## Instructions to follow
Report every line of the records below that contains the word "teal", copying each such line in full.

Dataset items
• • • •

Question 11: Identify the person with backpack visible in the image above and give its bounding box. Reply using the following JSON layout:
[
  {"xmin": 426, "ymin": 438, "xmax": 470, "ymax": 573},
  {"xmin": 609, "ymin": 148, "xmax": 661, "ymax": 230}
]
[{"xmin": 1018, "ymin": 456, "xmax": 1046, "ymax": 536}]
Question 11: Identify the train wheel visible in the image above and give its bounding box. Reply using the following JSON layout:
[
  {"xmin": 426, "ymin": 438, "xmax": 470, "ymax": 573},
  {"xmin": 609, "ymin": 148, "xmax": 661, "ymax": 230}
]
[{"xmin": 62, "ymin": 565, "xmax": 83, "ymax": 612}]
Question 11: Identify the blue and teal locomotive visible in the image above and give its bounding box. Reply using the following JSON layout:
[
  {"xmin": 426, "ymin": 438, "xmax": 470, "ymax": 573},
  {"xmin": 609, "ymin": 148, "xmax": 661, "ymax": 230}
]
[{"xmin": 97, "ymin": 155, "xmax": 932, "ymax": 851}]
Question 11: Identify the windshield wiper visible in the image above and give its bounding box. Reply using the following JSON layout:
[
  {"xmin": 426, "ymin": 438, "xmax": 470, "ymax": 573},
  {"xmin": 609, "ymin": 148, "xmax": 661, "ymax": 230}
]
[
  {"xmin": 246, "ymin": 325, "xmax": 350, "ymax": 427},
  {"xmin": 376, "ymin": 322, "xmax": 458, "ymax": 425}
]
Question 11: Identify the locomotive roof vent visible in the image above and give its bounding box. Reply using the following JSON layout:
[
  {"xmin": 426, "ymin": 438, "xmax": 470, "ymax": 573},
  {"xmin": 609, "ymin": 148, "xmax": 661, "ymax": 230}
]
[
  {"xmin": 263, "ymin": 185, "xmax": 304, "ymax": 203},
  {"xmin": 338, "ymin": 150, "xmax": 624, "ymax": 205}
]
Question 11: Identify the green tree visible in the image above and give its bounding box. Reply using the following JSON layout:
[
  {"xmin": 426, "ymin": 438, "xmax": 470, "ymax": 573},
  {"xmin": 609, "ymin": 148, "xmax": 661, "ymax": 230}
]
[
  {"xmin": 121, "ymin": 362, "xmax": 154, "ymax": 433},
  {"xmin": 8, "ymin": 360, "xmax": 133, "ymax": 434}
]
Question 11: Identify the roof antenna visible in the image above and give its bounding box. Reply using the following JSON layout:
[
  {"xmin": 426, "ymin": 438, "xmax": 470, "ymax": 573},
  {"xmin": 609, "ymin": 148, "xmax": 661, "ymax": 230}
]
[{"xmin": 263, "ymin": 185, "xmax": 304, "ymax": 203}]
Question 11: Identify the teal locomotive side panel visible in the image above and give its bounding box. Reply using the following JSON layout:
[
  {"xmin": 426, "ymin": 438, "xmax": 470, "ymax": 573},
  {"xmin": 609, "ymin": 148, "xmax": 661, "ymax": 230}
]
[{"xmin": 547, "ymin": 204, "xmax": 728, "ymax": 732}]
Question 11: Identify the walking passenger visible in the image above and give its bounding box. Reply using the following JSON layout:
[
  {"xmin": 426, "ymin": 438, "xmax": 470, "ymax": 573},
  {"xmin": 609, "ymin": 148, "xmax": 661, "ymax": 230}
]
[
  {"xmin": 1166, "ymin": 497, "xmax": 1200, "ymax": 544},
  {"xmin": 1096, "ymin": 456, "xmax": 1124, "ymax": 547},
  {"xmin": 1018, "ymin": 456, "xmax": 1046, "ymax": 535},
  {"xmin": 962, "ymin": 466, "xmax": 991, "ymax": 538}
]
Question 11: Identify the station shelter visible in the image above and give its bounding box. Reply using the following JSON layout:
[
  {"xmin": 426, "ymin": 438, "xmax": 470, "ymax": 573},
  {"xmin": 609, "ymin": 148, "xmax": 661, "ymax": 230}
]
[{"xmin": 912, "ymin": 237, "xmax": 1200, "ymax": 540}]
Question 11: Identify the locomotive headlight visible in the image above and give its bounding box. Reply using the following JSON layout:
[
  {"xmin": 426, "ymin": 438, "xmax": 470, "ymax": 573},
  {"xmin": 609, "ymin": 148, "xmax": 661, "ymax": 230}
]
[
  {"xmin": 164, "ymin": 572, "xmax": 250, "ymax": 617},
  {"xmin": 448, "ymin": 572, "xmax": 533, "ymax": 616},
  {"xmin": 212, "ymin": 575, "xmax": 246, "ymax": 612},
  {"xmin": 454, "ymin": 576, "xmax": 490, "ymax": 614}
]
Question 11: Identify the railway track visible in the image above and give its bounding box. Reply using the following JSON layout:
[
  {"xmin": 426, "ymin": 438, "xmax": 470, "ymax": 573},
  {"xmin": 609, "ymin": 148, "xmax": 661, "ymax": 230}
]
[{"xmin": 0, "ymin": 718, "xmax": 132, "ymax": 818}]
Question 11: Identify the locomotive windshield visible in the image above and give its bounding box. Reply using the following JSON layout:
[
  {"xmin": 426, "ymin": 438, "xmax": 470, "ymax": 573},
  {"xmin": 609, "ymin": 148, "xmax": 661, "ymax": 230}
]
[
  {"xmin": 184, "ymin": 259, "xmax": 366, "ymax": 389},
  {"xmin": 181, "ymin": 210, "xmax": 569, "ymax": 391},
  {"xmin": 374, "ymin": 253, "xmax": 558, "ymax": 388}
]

• • • •

## Result for this exercise
Question 11: Identify the blue and teal locomotive visible in the image above and give its bounding box. Reply using the following JSON layout:
Question 11: Identify the teal locomotive side panel visible in the image above and give its bounding box. Reply using the following JSON layout:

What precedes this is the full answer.